___ TEXT PROVIDED
# New Eyelash Pit Viper



## slippery42 (Mar 23, 2008)

Been keeping this girl in a real quiet place till she settled down.

Adult female and came as CB but I have my doubts, anyway she is a good feeder and looks real nice.

She was very reluctant to come out and sit in my sudio area so this is in her viv.


----------



## john09 (Mar 31, 2009)

She is absolutely stunning :mf_dribble:


----------



## ljkenny (Mar 5, 2007)

I thought you were after a male?


----------



## slippery42 (Mar 23, 2008)

ljkenny said:


> I thought you were after a male?


I was but she seduced me with her good looks!:lol2:


----------



## ljkenny (Mar 5, 2007)

She's a stunner for sure matey.

Are you still after a male, or have you given up on the search?


----------



## slippery42 (Mar 23, 2008)

ljkenny said:


> She's a stunner for sure matey.
> 
> Are you still after a male, or have you given up on the search?


Still need a male!

He now has three females to service:mf_dribble:


----------



## lawrencet1988 (Jan 2, 2010)

wow thats gorgeous!


----------



## xvickyx (Jul 21, 2009)

WOW she is stunning


----------



## chondro13 (Aug 18, 2008)

Graeme she is absolutely gorgeous! Fab photo, really bought out her colours! Is she doing ok for you?


----------



## slippery42 (Mar 23, 2008)

She looks real nice and hope she keeps in the health she looks!
This is a nicer piccie


----------



## malarkine (Jul 7, 2010)

Stunning. Great picture


----------



## aadarachnids (Feb 16, 2010)

very nice


----------



## **starry11** (Apr 3, 2009)

absolutely gorgeous :notworthy:


----------



## lisafay (Apr 16, 2009)

absolutely gorgeous! Fantastic pic! 

I can personally recommend this guy who visits Haam - http://www.reptileforums.co.uk/forums/snake-classifieds/561669-hamm-snakes-lizards.html

I got some gorgeous adult males and a female from him in september. Very nice guy also.


----------



## n1ghtf1re (Oct 7, 2009)

awesome mate, great colours!!


----------
______
Reproduce, word for word, the part of the eyelash pit viper thread that opens with the words containing "Been keeping this" and closes with "(Mar 31, 2009)".
___ DATASET EXTRACT
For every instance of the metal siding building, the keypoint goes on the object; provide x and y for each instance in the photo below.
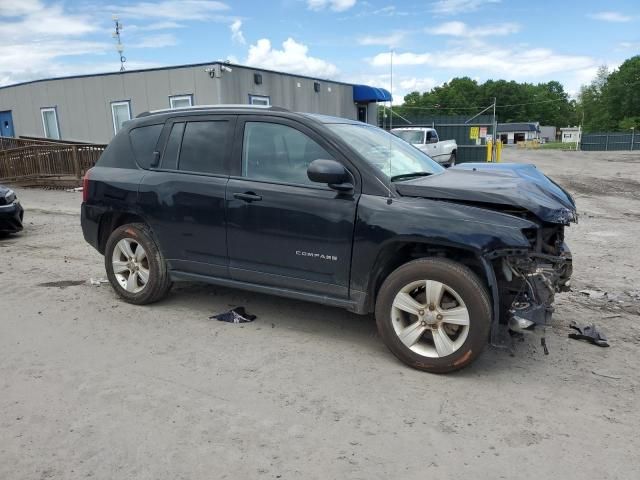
(83, 104)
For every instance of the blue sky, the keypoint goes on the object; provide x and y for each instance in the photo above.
(350, 40)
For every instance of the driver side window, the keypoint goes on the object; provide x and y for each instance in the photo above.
(278, 153)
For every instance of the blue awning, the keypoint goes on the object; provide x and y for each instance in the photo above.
(367, 94)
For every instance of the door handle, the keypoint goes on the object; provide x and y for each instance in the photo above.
(247, 197)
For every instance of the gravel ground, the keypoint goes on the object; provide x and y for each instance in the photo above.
(93, 387)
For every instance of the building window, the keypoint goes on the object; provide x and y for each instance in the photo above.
(50, 123)
(121, 112)
(181, 101)
(259, 100)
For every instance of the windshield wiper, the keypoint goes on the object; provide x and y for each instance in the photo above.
(410, 175)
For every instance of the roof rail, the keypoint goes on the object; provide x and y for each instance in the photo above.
(196, 108)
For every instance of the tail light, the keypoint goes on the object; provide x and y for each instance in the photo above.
(85, 186)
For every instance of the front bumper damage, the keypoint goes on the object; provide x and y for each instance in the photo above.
(537, 277)
(527, 282)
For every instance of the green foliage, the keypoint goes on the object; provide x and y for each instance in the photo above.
(612, 101)
(546, 103)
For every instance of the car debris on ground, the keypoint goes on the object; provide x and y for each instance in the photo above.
(589, 333)
(235, 315)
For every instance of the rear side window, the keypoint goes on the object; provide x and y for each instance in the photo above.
(278, 153)
(143, 141)
(171, 151)
(204, 146)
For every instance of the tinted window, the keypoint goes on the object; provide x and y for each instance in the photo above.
(170, 156)
(278, 153)
(143, 141)
(203, 147)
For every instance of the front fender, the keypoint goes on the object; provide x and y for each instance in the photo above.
(381, 222)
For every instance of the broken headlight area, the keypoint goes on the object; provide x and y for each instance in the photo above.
(529, 285)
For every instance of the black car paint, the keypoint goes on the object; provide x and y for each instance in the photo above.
(11, 212)
(497, 184)
(305, 242)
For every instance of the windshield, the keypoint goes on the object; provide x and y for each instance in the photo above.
(389, 154)
(411, 136)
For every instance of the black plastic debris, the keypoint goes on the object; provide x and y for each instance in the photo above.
(589, 333)
(235, 315)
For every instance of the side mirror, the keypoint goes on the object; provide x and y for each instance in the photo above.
(327, 171)
(155, 160)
______
TASK RESULT:
Been keeping this girl in a real quiet place till she settled down.

Adult female and came as CB but I have my doubts, anyway she is a good feeder and looks real nice.

She was very reluctant to come out and sit in my sudio area so this is in her viv.


----------



## john09 (Mar 31, 2009)